--- START Page text ---

Actually, Nazi Germany was filled with nostalgia coupled with bitterness over the treaty of Versailles. They felt hard done by in WW1, and wanted to reclaim their rightful place as rulers of Europe. And of course xenophobia, genocide and atrocities come along for the ride when you put your trust in a strongman who goes to imperialist war.


Poorly worded, I suspect. I think the comparison is how modern Germany treats the nazi part of their past to how modern Russia treats the Soviet part of their past.


What I mean is: Russia today is more akin to Germany in the 1930s, bitter over their past failures and humiliation at the hands of allied states a decade or so earlier, and eager to get back to conquest to show the world how great and powerful they are.


I see the similarity, and it does not increase my peace of mind for the future...


[flagged]


Often the dark actions are wrapped in good words. So we either read "we Russians stand for the world peace" and understand we need to prepare for war, or don't read nothing at all, except intelligence reports about increasing military forces on the borders.

> Otherwise, this is just agitprop.

On whos side?

Will anybody honestly argue about Russia's expansionist policy? After events which can be interpreted as a solid confirmation of that? Will anybody honestly willing to twist words and images as much as to question this? If so, what's the dictionary which can be agreed upon, so the dialog is possible at all, at the level of "citation requested"? Where's the evidence that if a picture is presented which describes the events the discussion won't move to the critique of the description, not to the conclusions the picture was meant to illustrate?

Or, in other words, who's doing agitprop here?


If you have chosen sides, you've lost.

This is about preventing the circumstances whereby yet more war and calamity are foisted on the world.

Western public love to pontificate that they 'know' (telepathically?) what the Russian state 'wants'. But they can't point to a single policy document to support their argument - just more agitprop.

>Or, in other words, who's doing agitprop here?

Those who profess to know what official state policy is, without actually having read any.


I think I am confused. Isn’t invading another country and annexing their territory an expansionist policy? Are you saying that is not happening or that the Russian military is operating without Kremlin approval?

--- END Page text ---

**Requirements**
1. Condense the paragraph of the thread that begins "Actually, Nazi Germany was filled" into a single shorter sentence that keeps its main facts.
2. Write out, word for word, the part of the thread between "I see the similarity, and" and "On whos side?", inclusive.
None of the items has any bearing on these tasks.

--- START Record excerpts ---

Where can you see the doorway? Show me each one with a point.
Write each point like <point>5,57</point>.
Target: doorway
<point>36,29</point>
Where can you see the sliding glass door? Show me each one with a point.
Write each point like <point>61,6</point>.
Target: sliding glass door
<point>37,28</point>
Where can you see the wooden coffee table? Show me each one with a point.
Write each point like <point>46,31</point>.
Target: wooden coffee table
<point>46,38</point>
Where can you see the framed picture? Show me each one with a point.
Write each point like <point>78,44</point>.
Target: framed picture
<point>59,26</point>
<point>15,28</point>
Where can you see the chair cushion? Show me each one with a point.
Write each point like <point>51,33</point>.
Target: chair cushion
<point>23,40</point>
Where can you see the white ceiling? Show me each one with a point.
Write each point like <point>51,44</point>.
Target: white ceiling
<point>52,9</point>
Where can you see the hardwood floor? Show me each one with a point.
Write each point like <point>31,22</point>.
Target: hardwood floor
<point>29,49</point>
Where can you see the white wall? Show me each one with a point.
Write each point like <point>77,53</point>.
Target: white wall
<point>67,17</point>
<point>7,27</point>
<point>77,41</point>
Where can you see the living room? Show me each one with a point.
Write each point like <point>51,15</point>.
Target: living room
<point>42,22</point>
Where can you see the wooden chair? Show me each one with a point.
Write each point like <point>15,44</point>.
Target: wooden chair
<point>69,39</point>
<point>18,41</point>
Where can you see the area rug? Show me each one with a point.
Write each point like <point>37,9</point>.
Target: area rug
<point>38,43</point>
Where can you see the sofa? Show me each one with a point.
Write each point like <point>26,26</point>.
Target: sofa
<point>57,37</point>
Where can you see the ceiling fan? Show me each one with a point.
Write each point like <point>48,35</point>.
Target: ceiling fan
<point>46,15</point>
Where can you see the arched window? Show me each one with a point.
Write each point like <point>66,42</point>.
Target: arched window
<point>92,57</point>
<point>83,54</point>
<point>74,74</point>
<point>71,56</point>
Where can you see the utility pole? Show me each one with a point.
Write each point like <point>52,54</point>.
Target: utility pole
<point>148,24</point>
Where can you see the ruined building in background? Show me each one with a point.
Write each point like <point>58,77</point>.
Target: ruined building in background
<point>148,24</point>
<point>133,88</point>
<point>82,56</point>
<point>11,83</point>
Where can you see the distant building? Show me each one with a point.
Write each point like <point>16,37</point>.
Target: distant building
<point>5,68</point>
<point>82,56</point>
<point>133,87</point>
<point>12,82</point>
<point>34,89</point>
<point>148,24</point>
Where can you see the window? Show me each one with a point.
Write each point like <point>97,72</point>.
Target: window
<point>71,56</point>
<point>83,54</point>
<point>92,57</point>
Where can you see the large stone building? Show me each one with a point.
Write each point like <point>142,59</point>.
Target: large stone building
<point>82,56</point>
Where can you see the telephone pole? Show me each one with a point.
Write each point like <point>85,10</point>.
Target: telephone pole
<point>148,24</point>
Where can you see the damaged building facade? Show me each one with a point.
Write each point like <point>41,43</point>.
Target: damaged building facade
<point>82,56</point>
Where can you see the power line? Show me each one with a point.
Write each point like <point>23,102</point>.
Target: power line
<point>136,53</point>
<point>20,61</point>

--- END Record excerpts ---

**Written answers**
1. Nazi Germany combined nostalgia with bitterness over the treaty of Versailles, felt wronged after WW1 and wanted to regain its place as ruler of Europe, and trusting a strongman who wages imperialist war brought xenophobia, genocide and atrocities with it.

2.
I see the similarity, and it does not increase my peace of mind for the future...


[flagged]


Often the dark actions are wrapped in good words. So we either read "we Russians stand for the world peace" and understand we need to prepare for war, or don't read nothing at all, except intelligence reports about increasing military forces on the borders.

> Otherwise, this is just agitprop.

On whos side?